Selected text
Date: 	Mon, 17 Jun 1996 11:59:13 -0400
To: David C Niemi <niemi@wauug.erols.com>
From: dennis@etinc.com (Dennis)
Cc: linux-net@vger.rutgers.edu

>On Sun, 16 Jun 1996, dennis wrote:
>...
>> The idea that a commercial vendor would invest corporate resources
>> in a value-added software driver and give away source so that their
>> competitors could use it is simply not practical. Perhaps for a bare
>> bones or highly board-specific driver...but most of the "value-added"
>> features that make our product attractive are portable to other products.
>> So what  you're saying is that you only want raw board drivers, and you
>> guys want to write the frame relay and do all the value-added stuff
>> yourselves. The result of that is that the entire community has to wait
>> much longer for the features, and they are stuck with a single set of
>> features for the entire O/S.

Things to do
**a.** Which address is copied on the email?
**b.** Repeat the email's wording between "Cc: linux-net@vger.rutgers.edu" and "the entire O/S.", inclusive.

Records
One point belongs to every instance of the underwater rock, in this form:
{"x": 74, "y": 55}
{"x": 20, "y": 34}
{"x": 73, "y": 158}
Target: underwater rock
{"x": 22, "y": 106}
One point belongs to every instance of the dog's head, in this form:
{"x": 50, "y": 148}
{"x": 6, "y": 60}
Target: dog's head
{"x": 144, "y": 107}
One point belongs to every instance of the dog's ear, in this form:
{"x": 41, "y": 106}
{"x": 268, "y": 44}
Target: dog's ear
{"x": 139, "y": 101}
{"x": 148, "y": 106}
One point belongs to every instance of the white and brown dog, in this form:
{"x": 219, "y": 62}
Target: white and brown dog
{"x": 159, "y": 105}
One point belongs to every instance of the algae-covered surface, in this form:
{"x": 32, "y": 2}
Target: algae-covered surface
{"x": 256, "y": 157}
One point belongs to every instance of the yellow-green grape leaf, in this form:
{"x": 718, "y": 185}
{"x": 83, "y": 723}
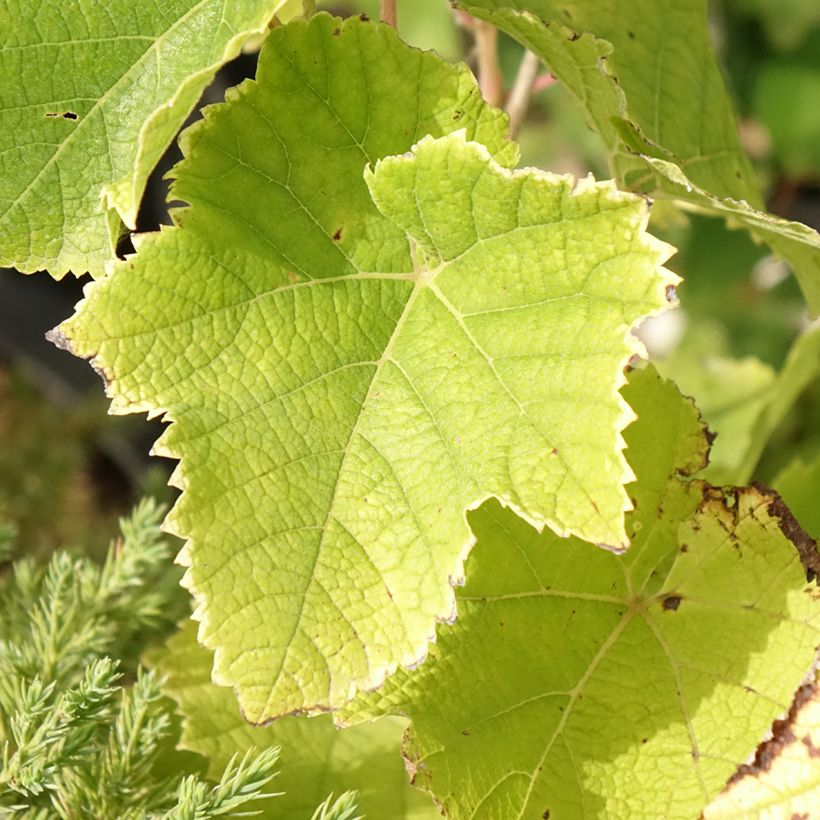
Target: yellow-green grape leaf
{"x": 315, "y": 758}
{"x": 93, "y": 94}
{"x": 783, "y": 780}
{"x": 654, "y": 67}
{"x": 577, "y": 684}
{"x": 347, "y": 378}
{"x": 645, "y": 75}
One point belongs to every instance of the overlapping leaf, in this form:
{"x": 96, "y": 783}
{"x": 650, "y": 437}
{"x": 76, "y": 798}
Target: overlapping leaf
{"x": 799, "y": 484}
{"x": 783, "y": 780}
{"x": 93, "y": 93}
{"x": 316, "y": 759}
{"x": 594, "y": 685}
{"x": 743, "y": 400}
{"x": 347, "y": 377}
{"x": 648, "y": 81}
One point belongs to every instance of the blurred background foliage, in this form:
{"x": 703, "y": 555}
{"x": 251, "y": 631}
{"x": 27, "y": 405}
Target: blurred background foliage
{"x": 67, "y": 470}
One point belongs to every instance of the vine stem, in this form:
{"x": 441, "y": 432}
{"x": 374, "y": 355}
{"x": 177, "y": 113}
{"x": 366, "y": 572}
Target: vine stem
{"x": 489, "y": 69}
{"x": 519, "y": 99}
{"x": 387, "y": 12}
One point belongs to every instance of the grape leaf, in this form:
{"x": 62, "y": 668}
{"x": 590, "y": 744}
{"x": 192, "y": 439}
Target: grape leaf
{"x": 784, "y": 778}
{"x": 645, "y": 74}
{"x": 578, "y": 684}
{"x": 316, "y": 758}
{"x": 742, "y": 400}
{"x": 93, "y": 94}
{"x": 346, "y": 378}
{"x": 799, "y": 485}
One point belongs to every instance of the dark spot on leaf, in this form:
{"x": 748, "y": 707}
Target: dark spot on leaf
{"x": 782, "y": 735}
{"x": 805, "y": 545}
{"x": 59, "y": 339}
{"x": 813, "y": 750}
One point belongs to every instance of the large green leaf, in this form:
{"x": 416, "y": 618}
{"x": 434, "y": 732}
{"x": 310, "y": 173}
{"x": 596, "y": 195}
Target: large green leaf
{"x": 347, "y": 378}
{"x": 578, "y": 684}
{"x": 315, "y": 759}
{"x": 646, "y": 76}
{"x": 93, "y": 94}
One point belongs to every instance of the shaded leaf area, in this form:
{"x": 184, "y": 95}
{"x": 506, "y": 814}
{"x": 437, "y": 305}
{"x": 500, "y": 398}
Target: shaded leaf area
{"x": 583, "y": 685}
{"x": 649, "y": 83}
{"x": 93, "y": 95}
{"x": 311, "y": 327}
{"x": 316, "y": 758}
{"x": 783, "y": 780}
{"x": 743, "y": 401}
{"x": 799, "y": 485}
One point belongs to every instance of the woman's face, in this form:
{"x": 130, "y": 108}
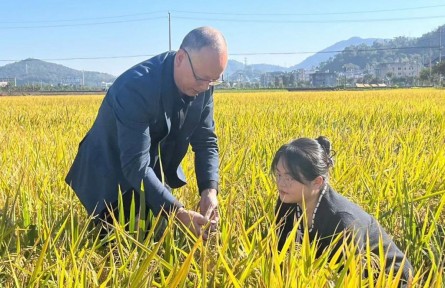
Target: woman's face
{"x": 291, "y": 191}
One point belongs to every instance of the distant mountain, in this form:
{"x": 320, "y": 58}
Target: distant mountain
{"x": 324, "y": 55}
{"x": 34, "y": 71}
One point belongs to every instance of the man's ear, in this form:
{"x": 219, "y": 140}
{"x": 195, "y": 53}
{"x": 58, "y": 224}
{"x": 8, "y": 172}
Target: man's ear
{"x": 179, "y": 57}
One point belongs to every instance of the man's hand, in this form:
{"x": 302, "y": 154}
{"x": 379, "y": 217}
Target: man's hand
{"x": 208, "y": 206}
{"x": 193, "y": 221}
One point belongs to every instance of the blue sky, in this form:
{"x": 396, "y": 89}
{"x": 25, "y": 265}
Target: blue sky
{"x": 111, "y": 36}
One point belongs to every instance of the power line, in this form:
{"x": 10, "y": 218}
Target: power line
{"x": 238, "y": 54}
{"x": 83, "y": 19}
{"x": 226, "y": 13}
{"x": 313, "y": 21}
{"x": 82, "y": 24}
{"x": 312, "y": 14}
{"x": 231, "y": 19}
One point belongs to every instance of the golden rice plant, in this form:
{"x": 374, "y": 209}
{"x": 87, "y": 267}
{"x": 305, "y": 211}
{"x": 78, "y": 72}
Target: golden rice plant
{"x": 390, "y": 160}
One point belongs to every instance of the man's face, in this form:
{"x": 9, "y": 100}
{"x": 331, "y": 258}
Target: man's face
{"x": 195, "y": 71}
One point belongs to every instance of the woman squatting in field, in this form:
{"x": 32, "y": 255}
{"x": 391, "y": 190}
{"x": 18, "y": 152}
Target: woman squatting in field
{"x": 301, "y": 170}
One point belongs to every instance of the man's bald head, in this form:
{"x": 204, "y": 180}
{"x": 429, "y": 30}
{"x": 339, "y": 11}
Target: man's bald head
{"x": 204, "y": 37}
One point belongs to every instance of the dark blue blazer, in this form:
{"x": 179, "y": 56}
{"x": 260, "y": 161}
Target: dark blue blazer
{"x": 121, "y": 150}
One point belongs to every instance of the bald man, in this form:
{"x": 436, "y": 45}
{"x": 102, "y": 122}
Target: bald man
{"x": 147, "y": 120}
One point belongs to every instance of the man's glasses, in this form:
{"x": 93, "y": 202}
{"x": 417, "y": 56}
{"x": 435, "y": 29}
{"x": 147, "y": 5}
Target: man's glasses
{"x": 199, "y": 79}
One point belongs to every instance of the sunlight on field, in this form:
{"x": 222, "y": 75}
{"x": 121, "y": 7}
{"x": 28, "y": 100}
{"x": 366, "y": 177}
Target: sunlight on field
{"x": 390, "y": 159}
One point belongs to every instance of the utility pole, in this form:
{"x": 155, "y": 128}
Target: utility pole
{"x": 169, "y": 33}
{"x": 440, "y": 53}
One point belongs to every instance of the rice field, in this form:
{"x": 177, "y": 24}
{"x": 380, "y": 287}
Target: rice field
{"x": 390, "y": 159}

--

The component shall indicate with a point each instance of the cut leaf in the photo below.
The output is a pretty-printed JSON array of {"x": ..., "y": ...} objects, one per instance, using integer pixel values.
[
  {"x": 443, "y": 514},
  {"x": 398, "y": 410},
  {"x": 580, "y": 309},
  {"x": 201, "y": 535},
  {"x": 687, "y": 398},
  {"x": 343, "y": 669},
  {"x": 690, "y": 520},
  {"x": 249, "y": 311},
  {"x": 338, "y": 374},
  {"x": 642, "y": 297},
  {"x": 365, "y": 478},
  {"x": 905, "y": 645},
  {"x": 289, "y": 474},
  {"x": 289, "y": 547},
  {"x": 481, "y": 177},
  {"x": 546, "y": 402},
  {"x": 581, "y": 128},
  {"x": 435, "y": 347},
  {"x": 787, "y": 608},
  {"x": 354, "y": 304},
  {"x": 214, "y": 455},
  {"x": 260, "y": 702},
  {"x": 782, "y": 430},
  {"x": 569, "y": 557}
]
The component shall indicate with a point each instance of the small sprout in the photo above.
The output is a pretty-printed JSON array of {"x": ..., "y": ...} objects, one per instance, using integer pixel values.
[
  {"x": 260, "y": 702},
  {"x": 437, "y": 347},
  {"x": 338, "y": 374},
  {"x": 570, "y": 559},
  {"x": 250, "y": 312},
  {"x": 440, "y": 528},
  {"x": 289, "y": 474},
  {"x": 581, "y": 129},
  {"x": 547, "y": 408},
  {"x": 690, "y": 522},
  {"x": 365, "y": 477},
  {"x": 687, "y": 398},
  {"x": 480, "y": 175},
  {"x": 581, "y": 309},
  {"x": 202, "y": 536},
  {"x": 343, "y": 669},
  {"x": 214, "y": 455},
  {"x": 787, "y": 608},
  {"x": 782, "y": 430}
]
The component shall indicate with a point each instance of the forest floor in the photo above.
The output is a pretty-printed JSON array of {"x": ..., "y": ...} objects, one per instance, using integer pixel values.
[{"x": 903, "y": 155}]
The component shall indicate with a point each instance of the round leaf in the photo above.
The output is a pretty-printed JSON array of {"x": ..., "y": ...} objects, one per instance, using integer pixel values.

* * *

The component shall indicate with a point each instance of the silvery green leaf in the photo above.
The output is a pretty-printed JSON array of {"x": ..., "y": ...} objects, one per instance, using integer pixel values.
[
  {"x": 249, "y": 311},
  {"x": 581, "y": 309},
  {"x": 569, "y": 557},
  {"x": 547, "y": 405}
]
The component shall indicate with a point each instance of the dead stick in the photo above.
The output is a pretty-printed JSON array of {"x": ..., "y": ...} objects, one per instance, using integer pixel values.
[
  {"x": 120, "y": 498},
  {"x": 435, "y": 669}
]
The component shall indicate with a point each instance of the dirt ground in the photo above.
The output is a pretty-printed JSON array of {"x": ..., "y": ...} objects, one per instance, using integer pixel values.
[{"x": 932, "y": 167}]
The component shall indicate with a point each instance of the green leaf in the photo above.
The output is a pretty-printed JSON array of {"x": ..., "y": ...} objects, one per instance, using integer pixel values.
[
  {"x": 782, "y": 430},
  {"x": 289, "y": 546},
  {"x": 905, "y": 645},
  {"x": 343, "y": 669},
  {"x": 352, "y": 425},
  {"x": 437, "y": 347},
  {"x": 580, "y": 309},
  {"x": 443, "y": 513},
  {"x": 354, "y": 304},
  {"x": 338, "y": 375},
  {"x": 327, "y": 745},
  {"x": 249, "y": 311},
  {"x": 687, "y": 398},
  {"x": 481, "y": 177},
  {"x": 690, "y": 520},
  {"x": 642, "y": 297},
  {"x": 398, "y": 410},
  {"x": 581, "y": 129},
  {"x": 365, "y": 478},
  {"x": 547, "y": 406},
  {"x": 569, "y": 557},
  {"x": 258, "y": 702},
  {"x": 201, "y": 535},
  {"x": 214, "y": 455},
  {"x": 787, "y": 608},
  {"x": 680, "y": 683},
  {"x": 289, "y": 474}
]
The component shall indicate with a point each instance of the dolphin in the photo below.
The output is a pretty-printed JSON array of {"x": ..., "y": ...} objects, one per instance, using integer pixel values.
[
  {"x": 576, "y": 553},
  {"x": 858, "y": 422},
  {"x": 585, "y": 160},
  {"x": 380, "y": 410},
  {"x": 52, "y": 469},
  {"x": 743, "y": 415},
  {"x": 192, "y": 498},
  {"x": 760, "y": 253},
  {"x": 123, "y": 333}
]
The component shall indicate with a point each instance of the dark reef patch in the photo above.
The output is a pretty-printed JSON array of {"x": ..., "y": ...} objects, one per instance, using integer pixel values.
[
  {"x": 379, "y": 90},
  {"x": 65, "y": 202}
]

Answers by task
**a.** linux-net@vger.rutgers.edu

**b.**
Cc: linux-net@vger.rutgers.edu

>On Sun, 16 Jun 1996, dennis wrote:
>...
>> The idea that a commercial vendor would invest corporate resources
>> in a value-added software driver and give away source so that their
>> competitors could use it is simply not practical. Perhaps for a bare
>> bones or highly board-specific driver...but most of the "value-added"
>> features that make our product attractive are portable to other products.
>> So what  you're saying is that you only want raw board drivers, and you
>> guys want to write the frame relay and do all the value-added stuff
>> yourselves. The result of that is that the entire community has to wait
>> much longer for the features, and they are stuck with a single set of
>> features for the entire O/S.